Assignment »
An image-free, exact copy of the records below is required.

Available records »
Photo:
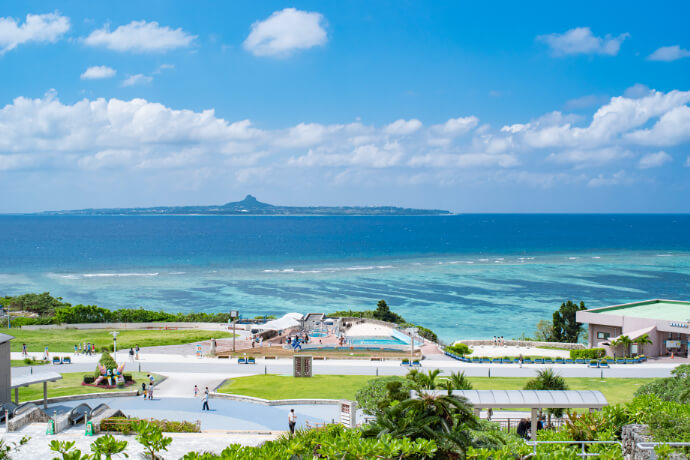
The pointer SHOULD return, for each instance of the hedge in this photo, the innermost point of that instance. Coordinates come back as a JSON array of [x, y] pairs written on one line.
[[588, 353]]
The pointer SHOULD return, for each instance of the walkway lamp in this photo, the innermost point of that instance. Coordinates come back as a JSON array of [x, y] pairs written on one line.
[[234, 316]]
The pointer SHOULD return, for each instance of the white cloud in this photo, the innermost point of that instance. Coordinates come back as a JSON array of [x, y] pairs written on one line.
[[140, 37], [138, 79], [669, 54], [402, 127], [36, 28], [603, 180], [97, 72], [580, 40], [465, 160], [286, 31], [456, 126], [589, 158], [654, 160]]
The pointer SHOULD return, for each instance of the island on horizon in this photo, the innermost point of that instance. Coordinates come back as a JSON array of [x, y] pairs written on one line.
[[250, 206]]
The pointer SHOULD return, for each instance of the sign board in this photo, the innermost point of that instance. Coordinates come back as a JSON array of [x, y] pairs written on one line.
[[673, 344], [348, 413], [301, 366]]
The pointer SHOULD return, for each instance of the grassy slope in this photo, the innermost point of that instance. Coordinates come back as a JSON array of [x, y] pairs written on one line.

Reply to the task »
Photo:
The pointer SHOULD return, for each instance of the hedge in this photo, the innermost point of that instance. Coordinates come back as a JSON array of [x, y] pairs written on one line.
[[588, 353]]
The pointer SHOULD return, for each instance of the walkway lamp in this photo, the innermost point of that instance. Coordinates come back as a JSON array of [x, y] pairs written on one line.
[[234, 316]]
The pointer SHOULD return, for each instance of the white cloud in this photo, the innermost point of that instance. Coordinates come back as a JSON array of [x, y] pairs written on one line.
[[140, 37], [138, 79], [669, 54], [402, 127], [36, 28], [603, 180], [97, 72], [580, 40], [465, 160], [286, 31], [456, 126], [589, 158], [654, 160]]
The pointer SHOULD return, for each instance of the island on horizon in this photo, the innermost point of that instance. Coordinates come back as a JSON array of [x, y] pairs written on one line.
[[250, 206]]
The pointer SHOULD return, for each instance of the sign board in this photo, the innermost point of that instance. Coordinates come back as a JSON array of [x, y] pairs written on one line.
[[673, 344], [348, 413], [301, 366]]
The pointer SHOULD return, for each instance of the grassy slope in this photo, the innermost point of that instance. Coordinates come back as a JSON array of [x, y] pairs written on one line.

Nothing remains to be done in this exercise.